Written request
Return the following lines word for word, with no changes of any kind.

Task inputs
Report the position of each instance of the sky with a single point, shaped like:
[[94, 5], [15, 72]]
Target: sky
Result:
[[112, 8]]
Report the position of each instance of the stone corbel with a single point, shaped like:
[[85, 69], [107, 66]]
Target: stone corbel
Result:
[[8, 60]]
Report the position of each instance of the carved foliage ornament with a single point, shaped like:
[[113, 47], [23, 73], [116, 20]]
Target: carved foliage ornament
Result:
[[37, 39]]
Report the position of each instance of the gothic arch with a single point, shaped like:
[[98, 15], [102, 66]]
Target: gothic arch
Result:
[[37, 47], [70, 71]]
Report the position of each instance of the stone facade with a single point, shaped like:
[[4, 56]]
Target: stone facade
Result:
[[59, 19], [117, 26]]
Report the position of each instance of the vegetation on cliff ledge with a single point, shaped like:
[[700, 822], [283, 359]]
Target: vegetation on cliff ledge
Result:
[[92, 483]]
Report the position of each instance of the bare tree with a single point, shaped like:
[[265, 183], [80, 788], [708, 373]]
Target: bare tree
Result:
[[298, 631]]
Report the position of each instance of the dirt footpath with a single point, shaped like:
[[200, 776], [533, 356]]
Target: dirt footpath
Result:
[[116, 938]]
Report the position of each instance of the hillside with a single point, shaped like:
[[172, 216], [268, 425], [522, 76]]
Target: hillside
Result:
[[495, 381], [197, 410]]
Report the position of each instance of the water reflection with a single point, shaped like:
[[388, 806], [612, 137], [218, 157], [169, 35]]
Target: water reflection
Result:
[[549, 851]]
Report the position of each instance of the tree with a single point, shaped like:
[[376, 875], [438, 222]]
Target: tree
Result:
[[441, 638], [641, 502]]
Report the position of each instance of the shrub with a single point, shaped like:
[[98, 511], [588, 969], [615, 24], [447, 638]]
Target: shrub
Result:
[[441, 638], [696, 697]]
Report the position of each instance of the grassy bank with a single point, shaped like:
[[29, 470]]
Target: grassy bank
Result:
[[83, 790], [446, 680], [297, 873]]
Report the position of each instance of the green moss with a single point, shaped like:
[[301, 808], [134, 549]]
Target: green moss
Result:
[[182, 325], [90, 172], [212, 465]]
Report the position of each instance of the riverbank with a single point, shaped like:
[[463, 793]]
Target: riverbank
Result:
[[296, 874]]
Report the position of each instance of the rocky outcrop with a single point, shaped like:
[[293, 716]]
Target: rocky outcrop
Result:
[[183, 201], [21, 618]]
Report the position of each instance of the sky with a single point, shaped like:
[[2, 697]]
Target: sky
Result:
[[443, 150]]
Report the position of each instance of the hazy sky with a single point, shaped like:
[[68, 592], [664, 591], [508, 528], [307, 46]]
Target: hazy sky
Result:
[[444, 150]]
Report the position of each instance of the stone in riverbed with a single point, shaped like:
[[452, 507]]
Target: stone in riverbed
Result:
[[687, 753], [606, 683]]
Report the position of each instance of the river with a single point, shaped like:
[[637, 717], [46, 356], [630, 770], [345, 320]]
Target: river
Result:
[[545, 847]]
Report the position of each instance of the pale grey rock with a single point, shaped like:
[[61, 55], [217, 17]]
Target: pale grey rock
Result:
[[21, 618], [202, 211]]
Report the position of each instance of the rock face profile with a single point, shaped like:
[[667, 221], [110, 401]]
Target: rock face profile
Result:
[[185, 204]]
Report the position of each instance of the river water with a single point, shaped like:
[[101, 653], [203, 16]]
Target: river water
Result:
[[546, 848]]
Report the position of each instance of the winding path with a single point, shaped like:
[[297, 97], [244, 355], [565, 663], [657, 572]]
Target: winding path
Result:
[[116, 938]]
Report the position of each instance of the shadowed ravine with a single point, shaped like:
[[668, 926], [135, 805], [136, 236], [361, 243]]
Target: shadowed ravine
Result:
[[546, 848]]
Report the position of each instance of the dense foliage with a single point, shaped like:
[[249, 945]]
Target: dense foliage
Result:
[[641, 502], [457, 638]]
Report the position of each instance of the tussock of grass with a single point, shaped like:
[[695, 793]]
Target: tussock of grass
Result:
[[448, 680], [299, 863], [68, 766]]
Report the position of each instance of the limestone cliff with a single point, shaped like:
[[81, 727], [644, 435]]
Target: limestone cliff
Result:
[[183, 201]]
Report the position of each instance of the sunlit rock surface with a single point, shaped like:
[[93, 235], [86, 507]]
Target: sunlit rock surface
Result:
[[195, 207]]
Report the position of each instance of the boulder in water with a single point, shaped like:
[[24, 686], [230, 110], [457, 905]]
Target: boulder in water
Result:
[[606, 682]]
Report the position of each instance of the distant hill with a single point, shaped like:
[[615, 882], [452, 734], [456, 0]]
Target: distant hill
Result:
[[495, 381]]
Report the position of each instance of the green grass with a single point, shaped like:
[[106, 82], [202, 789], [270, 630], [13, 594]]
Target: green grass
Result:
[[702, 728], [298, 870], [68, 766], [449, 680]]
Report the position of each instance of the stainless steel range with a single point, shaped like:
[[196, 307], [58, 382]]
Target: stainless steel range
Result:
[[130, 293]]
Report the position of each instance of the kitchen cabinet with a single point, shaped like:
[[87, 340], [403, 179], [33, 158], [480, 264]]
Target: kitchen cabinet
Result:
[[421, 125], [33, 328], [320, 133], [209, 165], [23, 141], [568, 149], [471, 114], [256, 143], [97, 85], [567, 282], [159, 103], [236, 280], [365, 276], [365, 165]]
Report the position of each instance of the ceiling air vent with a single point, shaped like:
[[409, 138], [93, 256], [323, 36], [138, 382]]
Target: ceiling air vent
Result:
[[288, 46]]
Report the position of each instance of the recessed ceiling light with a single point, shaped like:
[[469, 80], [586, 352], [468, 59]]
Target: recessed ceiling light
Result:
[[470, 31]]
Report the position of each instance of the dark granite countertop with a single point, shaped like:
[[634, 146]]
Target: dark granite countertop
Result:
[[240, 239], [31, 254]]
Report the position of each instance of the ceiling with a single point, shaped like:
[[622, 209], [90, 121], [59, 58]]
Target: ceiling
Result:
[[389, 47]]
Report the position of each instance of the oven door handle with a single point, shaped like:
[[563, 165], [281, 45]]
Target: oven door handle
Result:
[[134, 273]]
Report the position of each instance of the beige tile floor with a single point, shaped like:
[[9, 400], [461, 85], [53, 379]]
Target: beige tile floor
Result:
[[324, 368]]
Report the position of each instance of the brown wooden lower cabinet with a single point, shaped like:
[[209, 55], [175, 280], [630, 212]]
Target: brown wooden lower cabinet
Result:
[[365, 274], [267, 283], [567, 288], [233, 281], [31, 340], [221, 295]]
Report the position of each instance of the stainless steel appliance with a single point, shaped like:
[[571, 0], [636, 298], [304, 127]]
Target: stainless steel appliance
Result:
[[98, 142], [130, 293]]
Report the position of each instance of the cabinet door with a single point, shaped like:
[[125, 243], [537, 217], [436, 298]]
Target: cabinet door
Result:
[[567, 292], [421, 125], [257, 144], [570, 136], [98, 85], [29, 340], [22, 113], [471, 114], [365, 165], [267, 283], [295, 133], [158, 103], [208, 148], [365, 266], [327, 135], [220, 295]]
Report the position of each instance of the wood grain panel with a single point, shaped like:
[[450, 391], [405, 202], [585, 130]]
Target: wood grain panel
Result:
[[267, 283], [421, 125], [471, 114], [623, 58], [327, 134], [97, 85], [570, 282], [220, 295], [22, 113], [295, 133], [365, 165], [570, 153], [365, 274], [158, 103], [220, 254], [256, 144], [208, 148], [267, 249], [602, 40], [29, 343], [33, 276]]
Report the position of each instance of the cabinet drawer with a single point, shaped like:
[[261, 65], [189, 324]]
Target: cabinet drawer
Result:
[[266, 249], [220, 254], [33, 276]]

Result of the task
Report the position of each instance of the sky with a single point, shaped like:
[[94, 5], [15, 72]]
Target: sky
Result:
[[112, 8]]
Report the position of each instance of the stone corbel with a single point, shaped like:
[[85, 69], [107, 66]]
Target: stone corbel
Result:
[[8, 60]]
Report the position of each instance of the carved foliage ornament with a single point, shaped like:
[[113, 47], [23, 73], [116, 20]]
Target: carved foliage ornament
Result:
[[37, 39]]
Report the position of each instance of the gothic arch with a single point, shaped like:
[[98, 15], [102, 66]]
Target: gothic arch
Result:
[[37, 47], [70, 71]]
Report the position of each instance of the stone facade with a single point, shaped like:
[[4, 56]]
Target: stone facade
Result:
[[59, 19], [117, 26]]
Report the position of each instance of the vegetation on cliff ledge with a single point, shaped like:
[[700, 822], [283, 359]]
Target: vegetation on cliff ledge
Result:
[[92, 483]]
Report the position of each instance of the bare tree with a single point, shaped like:
[[265, 183], [80, 788], [708, 373]]
Target: bare tree
Result:
[[298, 631]]
Report the position of each instance of the dirt footpath with a single point, shaped like:
[[200, 776], [533, 356]]
Target: dirt footpath
Result:
[[116, 938]]
Report the position of each instance of the hillside with a single point, shaped like:
[[172, 216], [268, 425], [522, 76]]
Target: hillside
Result:
[[495, 381], [197, 410]]
Report the position of each instance of the water reflection with a single point, shaped like:
[[388, 806], [612, 137], [218, 157], [169, 35]]
Target: water reflection
Result:
[[549, 851]]
Report the position of each instance of the tree with a single point, shaped like:
[[376, 875], [438, 222]]
Target: tree
Result:
[[441, 638], [641, 502]]
Report the position of each instance of the shrub with a single point, shaped like:
[[98, 511], [588, 969], [615, 24], [447, 638]]
Target: shrub
Result:
[[441, 638], [696, 697]]
Report the position of each instance of the grassy bank with a single point, shaped like:
[[29, 470]]
Target: grassy bank
Result:
[[83, 790], [446, 680], [297, 873]]
Report the position of each instance of the green moss with a single point, shaped like:
[[301, 808], [134, 549]]
Target: green moss
Result:
[[182, 325], [90, 172], [212, 465]]
Report the position of each instance of the riverbank with a single point, shaped like:
[[463, 793]]
Target: riverbank
Result:
[[296, 874]]
Report the position of each instance of the rocky outcrop with a single point, shaped like:
[[293, 716]]
Target: rocky outcrop
Result:
[[183, 201], [21, 618]]
Report the position of each instance of the sky with a single point, shaped like:
[[2, 697]]
Target: sky
Result:
[[443, 150]]
Report the position of each instance of the hazy sky with a single point, shaped like:
[[68, 592], [664, 591], [508, 528], [307, 46]]
Target: hazy sky
Result:
[[444, 150]]
Report the position of each instance of the stone in riverbed with a single point, shaped like:
[[452, 507]]
Target: stone in riverbed
Result:
[[687, 753], [606, 683]]
Report the position of each instance of the river with a single point, shaped like:
[[637, 717], [46, 356], [630, 770], [345, 320]]
Target: river
Result:
[[545, 847]]
Report the position of each instance of the pale grey rock with a single point, shaped like:
[[61, 55], [217, 17]]
Target: pale grey rock
Result:
[[21, 618], [202, 211]]
Report the position of each instance of the rock face profile with a single point, shaped like:
[[667, 221], [110, 401]]
Target: rock face profile
Result:
[[185, 204]]
Report the position of each instance of the river water with a single point, shaped like:
[[101, 653], [203, 16]]
Target: river water
Result:
[[546, 848]]
Report the position of each instance of the winding path with a single point, shaped like:
[[297, 97], [244, 355], [565, 663], [657, 572]]
Target: winding path
Result:
[[116, 938]]
Report the position of each instance of the shadowed ravine with a single point, shaped like:
[[668, 926], [135, 805], [136, 236], [361, 243]]
Target: shadowed ravine
Result:
[[546, 848]]
Report the position of each instance of the dense foliage with a single point, shaped like:
[[249, 945]]
Target: dense foliage
Result:
[[641, 502], [457, 638]]
Report the position of each instance of the tussock of grass with a single point, shaped like:
[[695, 793]]
Target: tussock of grass
Result:
[[448, 680], [299, 863], [68, 766]]
Report the position of each instance of the limestone cliff with a single point, shaped like:
[[81, 727], [644, 435]]
Target: limestone cliff
Result:
[[183, 201]]
Report the position of each instance of the sunlit rock surface with a single point, shaped like:
[[93, 235], [86, 507]]
Target: sunlit rock surface
Result:
[[195, 207]]
Report the position of each instance of the boulder in water with a single point, shaped like:
[[24, 686], [230, 110], [457, 905]]
Target: boulder in water
Result:
[[606, 682]]
Report the position of each instance of the distant hill with a single point, shaped like:
[[615, 882], [452, 734], [456, 0]]
Target: distant hill
Result:
[[495, 381]]
Report the position of each instance of the green grass with a single point, shaped like:
[[106, 82], [202, 789], [270, 630], [13, 594]]
Target: green grass
Result:
[[702, 728], [298, 870], [68, 766], [449, 680]]
Report the position of each instance of the stainless steel range with a single point, shaped like:
[[196, 307], [58, 382]]
Target: stainless steel range
Result:
[[130, 293]]
Report the position of each instance of the kitchen cabinet with a single point, shaped like:
[[87, 340], [403, 179], [33, 158], [480, 264]]
Target: kitchen cabinet
Result:
[[421, 125], [33, 328], [320, 133], [209, 165], [23, 141], [568, 149], [471, 114], [256, 143], [97, 85], [567, 282], [159, 103], [236, 280], [365, 276], [365, 165]]
Report the position of each instance of the ceiling air vent with a single point, shaped like:
[[409, 138], [93, 256], [323, 36], [138, 382]]
Target: ceiling air vent
Result:
[[288, 46]]
Report the position of each instance of the recessed ceiling light with a single point, shaped like:
[[469, 80], [586, 352], [468, 59]]
Target: recessed ceiling light
Result:
[[470, 31]]
Report the position of each instance of the dark granite countertop with a single point, shaped like:
[[634, 146]]
Target: dark granite countertop
Result:
[[240, 239], [31, 254]]
Report the position of each instance of the ceiling with a single point, shaped like:
[[622, 209], [90, 121], [59, 58]]
Target: ceiling
Result:
[[389, 47]]
Report the position of each instance of the oven door handle with a single point, shaped like:
[[563, 165], [281, 45]]
Target: oven door handle
Result:
[[134, 273]]
Report the position of each instance of the beige tile floor with a single point, shaped like:
[[9, 400], [461, 85], [53, 379]]
Target: beige tile floor
Result:
[[324, 368]]
Report the position of each instance of the brown wooden lower cabinet with a single point, shaped like:
[[209, 55], [175, 280], [630, 212]]
Target: brown wooden lower cabinet
Result:
[[365, 274], [267, 283], [567, 288], [233, 281], [31, 340], [221, 295]]
Report the position of each instance of the stainless steel appliance with a single point, shaped like:
[[571, 0], [636, 298], [304, 127]]
Target: stainless steel appliance
Result:
[[98, 142], [130, 293]]
Report the position of each instance of the cabinet door with a single point, shaped like:
[[125, 243], [537, 217], [436, 298]]
Target: cabinet door
Result:
[[567, 292], [421, 125], [257, 144], [570, 136], [98, 85], [29, 340], [22, 113], [471, 114], [365, 165], [267, 283], [295, 133], [158, 103], [208, 148], [365, 266], [327, 135], [220, 295]]
Report the position of each instance of the wood grain panel with a single point, shaped like:
[[450, 391], [405, 202], [585, 130]]
Target: wood grain panel
Result:
[[267, 283], [421, 125], [471, 114], [623, 58], [327, 134], [97, 85], [570, 282], [220, 295], [22, 113], [295, 133], [365, 165], [570, 153], [365, 274], [158, 103], [220, 254], [256, 144], [208, 148], [267, 249], [602, 40], [29, 343], [33, 276]]
Report the position of each instance of the cabinet drawer with a single point, shaped like:
[[261, 65], [189, 324]]
Target: cabinet drawer
Result:
[[266, 249], [220, 254], [33, 276]]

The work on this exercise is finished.